WHAT YOU ARE ASKED TO DO ::
Output the line containing "Mark all occurrences of white" exactly. Do the same for every line after it through the end of the material, and output nothing else.

*** Block opens ***

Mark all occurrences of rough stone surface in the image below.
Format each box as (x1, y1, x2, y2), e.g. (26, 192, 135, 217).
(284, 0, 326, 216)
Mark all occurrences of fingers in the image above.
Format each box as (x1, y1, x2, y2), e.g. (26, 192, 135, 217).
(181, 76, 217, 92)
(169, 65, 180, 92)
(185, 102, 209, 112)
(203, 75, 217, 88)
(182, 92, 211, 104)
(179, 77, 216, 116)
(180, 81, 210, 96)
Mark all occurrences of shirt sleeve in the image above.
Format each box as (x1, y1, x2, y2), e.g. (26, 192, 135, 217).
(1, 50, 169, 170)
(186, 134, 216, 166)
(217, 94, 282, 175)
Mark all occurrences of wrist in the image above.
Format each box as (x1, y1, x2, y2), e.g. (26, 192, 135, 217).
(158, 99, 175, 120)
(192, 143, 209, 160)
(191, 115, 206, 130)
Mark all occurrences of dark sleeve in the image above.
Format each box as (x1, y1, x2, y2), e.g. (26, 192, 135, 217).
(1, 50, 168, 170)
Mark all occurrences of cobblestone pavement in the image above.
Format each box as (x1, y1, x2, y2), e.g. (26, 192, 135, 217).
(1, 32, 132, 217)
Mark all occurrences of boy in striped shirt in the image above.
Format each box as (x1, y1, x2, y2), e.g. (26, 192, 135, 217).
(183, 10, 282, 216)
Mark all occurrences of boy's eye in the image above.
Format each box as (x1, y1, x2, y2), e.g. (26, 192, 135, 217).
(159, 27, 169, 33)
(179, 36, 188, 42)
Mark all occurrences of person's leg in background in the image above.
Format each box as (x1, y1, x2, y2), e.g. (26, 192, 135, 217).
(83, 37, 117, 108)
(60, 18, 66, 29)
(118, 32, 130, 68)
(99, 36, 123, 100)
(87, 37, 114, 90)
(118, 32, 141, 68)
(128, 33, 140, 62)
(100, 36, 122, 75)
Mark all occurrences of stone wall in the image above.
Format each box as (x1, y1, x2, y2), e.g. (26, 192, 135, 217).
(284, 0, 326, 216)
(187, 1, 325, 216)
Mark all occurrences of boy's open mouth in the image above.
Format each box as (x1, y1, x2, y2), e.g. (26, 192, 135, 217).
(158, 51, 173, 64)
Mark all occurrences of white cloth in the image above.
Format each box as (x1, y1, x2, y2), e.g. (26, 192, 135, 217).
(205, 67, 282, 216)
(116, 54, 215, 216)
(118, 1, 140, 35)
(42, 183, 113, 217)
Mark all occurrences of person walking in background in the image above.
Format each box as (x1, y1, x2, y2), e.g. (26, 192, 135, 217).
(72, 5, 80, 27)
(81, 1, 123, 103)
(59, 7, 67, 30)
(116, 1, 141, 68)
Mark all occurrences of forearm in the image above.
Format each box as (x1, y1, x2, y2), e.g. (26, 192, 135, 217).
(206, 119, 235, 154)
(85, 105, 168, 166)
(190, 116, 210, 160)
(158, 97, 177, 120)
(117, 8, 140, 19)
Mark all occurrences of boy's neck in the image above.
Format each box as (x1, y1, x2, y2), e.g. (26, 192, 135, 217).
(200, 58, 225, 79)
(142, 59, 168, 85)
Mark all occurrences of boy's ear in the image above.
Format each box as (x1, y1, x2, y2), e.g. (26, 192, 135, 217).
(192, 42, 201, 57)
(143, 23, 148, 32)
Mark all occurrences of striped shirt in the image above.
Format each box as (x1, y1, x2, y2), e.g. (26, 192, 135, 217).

*** Block closes ***

RESPONSE AREA ::
Mark all occurrences of white cloth in the image above.
Format each box as (x1, y1, x2, y2), e.g. (26, 192, 135, 217).
(205, 67, 282, 216)
(116, 54, 215, 216)
(118, 1, 140, 35)
(42, 183, 113, 217)
Mark all occurrences of person walking in background in the image above.
Format each box as (x1, y1, x2, y2), e.g. (26, 192, 135, 217).
(72, 5, 80, 27)
(81, 1, 123, 103)
(59, 7, 67, 30)
(116, 1, 141, 68)
Mark all occurrences of forearm in the image above.
Format each box as (x1, y1, x2, y2), e.g. (26, 192, 135, 217).
(206, 119, 235, 154)
(85, 105, 168, 166)
(190, 116, 210, 160)
(158, 97, 177, 120)
(117, 8, 140, 19)
Mark all occurrences of boy's neck in the image above.
Format each box as (x1, y1, x2, y2), e.g. (26, 192, 135, 217).
(200, 58, 225, 79)
(142, 59, 168, 85)
Mark all occurrences of boy's ear in the image above.
Format each box as (x1, y1, x2, y2), e.g. (26, 192, 135, 217).
(192, 42, 201, 57)
(143, 23, 148, 32)
Mark all occurrences of striped shirt in the image above.
Format each box as (x1, y1, x2, y2), e.g. (26, 192, 135, 217).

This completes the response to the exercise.